**Assigned task**
Return every line from the listing where the word "foot" occurs.

**Data for this exercise**
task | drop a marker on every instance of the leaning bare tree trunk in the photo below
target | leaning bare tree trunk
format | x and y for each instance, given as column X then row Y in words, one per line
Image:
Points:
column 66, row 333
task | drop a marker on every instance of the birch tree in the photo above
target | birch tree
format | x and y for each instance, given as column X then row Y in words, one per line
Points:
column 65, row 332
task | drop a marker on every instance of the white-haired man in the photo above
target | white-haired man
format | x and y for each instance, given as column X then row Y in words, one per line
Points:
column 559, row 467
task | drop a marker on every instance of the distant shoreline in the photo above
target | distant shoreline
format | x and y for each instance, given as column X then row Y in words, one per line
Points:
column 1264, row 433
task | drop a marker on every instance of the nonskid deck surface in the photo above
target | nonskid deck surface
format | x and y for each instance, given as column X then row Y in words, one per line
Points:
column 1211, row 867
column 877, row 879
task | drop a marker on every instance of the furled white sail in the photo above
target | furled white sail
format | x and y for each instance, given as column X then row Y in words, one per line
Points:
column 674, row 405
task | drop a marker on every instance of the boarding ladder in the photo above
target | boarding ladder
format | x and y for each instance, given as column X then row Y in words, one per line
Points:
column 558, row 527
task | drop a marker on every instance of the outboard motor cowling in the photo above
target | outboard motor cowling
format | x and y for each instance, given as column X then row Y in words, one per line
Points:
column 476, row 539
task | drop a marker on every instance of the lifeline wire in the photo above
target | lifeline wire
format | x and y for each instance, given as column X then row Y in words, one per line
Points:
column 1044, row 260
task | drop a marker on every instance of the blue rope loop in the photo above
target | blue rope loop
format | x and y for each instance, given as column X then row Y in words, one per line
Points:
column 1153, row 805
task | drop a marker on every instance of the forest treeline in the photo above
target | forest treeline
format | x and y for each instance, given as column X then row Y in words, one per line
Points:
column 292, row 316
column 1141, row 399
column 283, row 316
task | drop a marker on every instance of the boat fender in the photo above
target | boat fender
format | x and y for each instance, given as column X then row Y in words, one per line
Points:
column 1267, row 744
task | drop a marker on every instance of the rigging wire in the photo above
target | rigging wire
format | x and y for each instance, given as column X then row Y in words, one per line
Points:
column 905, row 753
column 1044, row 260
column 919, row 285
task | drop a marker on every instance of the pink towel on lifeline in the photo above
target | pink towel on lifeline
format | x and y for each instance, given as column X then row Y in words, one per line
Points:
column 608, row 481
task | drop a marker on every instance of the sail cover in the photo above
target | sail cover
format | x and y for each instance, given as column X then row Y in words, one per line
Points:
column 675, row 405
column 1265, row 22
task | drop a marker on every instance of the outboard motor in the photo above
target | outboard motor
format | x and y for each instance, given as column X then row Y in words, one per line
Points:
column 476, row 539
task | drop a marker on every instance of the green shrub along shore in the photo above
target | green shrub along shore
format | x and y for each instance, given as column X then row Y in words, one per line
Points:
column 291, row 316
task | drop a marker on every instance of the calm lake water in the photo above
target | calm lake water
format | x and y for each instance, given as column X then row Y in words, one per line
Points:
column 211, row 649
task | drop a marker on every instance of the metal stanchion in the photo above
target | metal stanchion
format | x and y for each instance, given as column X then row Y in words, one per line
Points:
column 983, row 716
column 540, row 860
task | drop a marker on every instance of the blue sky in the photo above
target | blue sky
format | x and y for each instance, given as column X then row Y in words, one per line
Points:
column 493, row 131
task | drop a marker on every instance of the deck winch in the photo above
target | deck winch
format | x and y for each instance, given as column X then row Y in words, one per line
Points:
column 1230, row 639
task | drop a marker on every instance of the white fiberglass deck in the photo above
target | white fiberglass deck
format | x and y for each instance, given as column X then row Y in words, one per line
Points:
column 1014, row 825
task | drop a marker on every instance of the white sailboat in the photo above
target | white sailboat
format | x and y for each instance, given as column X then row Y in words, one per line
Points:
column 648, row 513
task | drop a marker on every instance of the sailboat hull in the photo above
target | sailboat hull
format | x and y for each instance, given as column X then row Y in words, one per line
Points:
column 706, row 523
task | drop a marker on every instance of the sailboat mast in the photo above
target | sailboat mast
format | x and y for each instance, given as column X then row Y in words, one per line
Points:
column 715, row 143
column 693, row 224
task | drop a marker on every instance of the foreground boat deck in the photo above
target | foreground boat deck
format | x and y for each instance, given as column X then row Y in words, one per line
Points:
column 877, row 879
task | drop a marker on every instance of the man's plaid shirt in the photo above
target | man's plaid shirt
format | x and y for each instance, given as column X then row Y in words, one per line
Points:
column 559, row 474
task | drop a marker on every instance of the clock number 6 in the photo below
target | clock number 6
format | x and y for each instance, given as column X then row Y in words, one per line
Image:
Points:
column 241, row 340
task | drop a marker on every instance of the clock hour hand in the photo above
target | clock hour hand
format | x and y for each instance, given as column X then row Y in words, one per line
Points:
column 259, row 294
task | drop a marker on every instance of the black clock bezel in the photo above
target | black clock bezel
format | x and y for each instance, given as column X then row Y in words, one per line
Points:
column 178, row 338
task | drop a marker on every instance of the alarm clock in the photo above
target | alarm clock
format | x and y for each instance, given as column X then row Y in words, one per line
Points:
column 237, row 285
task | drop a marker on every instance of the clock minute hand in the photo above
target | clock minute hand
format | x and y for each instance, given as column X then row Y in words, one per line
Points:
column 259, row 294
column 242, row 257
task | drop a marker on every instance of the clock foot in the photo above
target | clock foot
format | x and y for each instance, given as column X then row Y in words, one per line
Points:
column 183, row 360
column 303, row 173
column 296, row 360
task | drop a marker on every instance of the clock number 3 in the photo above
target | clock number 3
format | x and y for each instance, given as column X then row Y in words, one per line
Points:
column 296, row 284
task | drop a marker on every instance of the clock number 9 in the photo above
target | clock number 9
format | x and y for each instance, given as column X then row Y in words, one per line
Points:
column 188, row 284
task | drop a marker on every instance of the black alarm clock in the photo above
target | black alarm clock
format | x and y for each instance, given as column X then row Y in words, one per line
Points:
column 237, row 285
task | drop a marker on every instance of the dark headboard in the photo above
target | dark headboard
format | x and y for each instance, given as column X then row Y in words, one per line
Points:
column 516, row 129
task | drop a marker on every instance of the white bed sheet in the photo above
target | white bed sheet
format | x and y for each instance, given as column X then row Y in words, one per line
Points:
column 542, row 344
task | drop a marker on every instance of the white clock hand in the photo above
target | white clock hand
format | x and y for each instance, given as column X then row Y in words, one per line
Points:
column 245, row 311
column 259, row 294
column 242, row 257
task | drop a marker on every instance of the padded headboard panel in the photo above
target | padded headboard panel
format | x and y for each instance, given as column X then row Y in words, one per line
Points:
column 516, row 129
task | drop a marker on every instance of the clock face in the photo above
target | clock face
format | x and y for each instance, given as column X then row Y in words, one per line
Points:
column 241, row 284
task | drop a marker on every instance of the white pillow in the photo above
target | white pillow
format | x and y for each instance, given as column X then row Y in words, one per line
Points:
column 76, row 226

**Finished exercise**
task | drop a marker on every instance of the clock foot in the photo above
target | clock foot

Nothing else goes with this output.